*** Opening of DATA SUPPLIED ***

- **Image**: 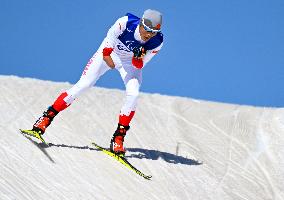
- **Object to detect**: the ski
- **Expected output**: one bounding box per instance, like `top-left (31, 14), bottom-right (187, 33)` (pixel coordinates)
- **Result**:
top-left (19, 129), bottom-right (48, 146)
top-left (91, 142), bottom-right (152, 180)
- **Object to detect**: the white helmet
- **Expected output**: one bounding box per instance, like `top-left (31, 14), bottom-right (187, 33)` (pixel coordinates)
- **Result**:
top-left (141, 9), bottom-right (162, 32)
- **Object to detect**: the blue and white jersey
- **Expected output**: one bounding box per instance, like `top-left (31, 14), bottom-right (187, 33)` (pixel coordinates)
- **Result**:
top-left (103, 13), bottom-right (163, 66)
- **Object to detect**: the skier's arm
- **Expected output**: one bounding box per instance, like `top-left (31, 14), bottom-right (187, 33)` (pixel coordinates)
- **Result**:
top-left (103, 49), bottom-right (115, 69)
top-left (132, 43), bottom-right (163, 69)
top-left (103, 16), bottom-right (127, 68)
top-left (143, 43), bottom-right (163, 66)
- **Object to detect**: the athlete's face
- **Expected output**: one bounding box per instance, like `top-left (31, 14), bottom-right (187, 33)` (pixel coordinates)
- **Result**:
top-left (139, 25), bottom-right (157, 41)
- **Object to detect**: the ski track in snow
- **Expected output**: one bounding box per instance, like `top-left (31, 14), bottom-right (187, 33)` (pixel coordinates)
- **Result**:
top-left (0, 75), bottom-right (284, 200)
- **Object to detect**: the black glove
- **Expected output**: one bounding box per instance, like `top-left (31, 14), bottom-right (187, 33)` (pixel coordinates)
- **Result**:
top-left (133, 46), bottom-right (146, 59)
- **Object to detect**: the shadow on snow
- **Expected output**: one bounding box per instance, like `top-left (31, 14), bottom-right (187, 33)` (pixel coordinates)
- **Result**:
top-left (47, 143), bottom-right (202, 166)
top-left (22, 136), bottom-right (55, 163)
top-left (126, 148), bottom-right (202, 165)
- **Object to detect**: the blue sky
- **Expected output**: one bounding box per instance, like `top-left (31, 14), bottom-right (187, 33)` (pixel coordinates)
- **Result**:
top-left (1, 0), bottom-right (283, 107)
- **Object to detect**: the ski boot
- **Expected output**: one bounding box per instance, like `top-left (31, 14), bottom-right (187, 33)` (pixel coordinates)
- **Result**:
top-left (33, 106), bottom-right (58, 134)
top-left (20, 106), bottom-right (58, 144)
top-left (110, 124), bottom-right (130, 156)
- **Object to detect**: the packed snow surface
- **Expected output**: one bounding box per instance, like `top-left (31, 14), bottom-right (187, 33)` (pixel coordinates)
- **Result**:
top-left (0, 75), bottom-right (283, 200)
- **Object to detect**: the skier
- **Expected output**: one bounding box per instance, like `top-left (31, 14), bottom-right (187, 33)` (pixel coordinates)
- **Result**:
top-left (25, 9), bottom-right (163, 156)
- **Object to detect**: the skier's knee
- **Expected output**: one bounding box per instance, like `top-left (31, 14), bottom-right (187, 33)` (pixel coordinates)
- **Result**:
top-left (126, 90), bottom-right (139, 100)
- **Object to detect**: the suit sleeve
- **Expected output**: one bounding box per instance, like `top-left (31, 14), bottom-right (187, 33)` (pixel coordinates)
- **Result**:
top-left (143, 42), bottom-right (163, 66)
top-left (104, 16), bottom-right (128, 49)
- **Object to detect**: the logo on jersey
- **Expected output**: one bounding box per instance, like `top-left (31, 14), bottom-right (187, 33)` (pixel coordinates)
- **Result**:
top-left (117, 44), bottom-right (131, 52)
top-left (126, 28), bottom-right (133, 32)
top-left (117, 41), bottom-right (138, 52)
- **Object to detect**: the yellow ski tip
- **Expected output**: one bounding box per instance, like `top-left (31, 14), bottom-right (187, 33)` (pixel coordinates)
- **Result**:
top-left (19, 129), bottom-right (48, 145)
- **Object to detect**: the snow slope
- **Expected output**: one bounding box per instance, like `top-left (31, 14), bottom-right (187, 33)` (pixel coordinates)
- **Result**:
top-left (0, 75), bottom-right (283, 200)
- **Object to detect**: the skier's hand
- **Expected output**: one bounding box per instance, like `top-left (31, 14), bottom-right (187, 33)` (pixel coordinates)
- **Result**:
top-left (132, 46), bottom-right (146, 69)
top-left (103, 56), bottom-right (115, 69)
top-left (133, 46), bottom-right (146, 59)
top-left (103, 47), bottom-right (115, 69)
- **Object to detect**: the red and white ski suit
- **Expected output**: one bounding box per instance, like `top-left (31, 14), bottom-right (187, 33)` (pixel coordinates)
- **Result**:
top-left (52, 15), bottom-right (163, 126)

*** Close of DATA SUPPLIED ***

**EXERCISE GOAL**
Report every line above that has the string "snow" in it.

**ANSWER TO THIS TASK**
- **Object to detect**: the ski track in snow
- **Object to detect**: the shadow on snow
- **Object to detect**: the packed snow surface
- **Object to detect**: the snow slope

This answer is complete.